▶ [Listing]:
—————
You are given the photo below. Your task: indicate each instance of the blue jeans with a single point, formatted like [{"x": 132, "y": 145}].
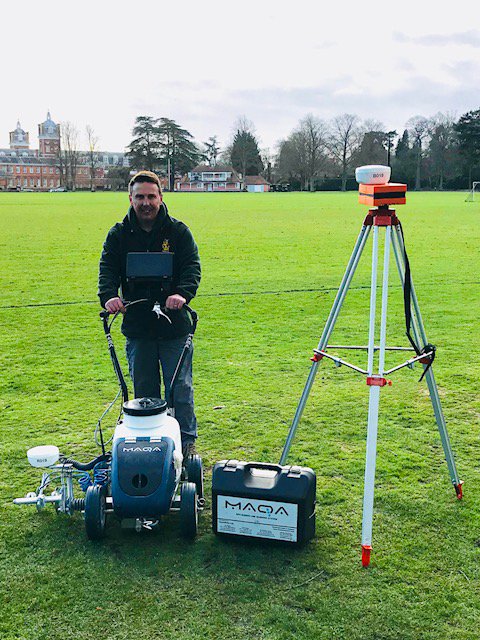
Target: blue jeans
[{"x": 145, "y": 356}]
—————
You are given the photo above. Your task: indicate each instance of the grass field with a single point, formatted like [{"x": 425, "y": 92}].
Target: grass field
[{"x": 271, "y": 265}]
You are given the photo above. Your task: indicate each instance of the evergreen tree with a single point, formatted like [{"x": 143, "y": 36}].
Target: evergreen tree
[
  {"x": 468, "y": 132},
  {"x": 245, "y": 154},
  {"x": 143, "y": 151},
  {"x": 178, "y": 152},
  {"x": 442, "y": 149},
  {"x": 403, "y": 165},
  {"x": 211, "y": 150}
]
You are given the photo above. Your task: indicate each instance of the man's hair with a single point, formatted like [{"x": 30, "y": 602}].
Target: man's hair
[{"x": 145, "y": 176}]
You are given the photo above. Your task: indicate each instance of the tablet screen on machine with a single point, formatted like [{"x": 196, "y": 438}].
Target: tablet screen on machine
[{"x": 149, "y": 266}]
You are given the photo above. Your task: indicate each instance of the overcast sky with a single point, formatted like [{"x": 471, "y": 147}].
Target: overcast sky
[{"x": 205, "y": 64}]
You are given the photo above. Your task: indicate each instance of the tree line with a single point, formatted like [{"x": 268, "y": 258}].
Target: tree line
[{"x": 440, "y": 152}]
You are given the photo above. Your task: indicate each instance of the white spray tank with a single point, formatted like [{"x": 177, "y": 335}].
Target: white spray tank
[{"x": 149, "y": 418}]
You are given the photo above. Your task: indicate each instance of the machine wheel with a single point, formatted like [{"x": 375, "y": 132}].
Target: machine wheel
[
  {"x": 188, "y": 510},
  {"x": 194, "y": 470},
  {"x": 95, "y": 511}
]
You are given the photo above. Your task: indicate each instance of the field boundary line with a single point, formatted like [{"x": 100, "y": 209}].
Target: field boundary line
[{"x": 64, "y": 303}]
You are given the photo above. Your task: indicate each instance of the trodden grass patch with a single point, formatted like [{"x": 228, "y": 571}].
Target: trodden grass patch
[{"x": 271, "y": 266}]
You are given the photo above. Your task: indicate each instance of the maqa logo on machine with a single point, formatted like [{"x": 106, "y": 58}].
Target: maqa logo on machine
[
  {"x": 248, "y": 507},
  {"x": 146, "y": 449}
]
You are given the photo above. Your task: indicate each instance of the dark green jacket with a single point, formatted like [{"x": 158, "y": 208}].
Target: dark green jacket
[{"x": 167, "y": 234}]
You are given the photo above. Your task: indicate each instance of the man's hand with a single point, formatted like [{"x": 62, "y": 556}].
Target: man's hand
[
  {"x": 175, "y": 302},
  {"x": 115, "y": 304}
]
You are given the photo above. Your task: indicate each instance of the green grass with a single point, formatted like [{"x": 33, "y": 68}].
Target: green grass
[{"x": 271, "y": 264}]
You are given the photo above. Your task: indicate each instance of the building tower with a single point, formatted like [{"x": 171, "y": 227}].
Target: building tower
—————
Copy out the data in full, everything from the line containing "of the dark" down to the line containing "Target: building tower", with both of those lines included. Multiply each answer coordinate by 2.5 and round it to a whole number, rounding halves up; leave all other text and numbers unchanged, including the numbers in the format samples.

▶ [Result of the exercise]:
You are given the photo above. Your task: indicate each instance of the dark green jacket with a single point, formatted like [{"x": 158, "y": 208}].
Target: dark green jacket
[{"x": 418, "y": 585}]
You are given the photo above. Your task: indicate each instance of the man's hand with a single point, formatted like [{"x": 62, "y": 556}].
Target: man's hand
[
  {"x": 438, "y": 755},
  {"x": 288, "y": 760}
]
You are given the photo above. Your task: indicate each instance of the green grass with a single point, formatted like [{"x": 33, "y": 68}].
Target: green grass
[{"x": 678, "y": 660}]
You are given the photo above. Your task: indicate each instance of the building tower with a single point, formatted like [{"x": 171, "y": 227}].
Target: building tower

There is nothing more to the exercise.